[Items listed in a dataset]
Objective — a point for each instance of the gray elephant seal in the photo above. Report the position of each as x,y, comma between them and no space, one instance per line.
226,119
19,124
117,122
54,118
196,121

> What the task requires
The records above are to be given again in full, exactly.

> Answer area
Objective — a point for each instance of the gray elephant seal in the photo above. Report the position of each as x,y, comma between them and no space, one instance per line.
226,119
19,124
117,122
54,118
196,121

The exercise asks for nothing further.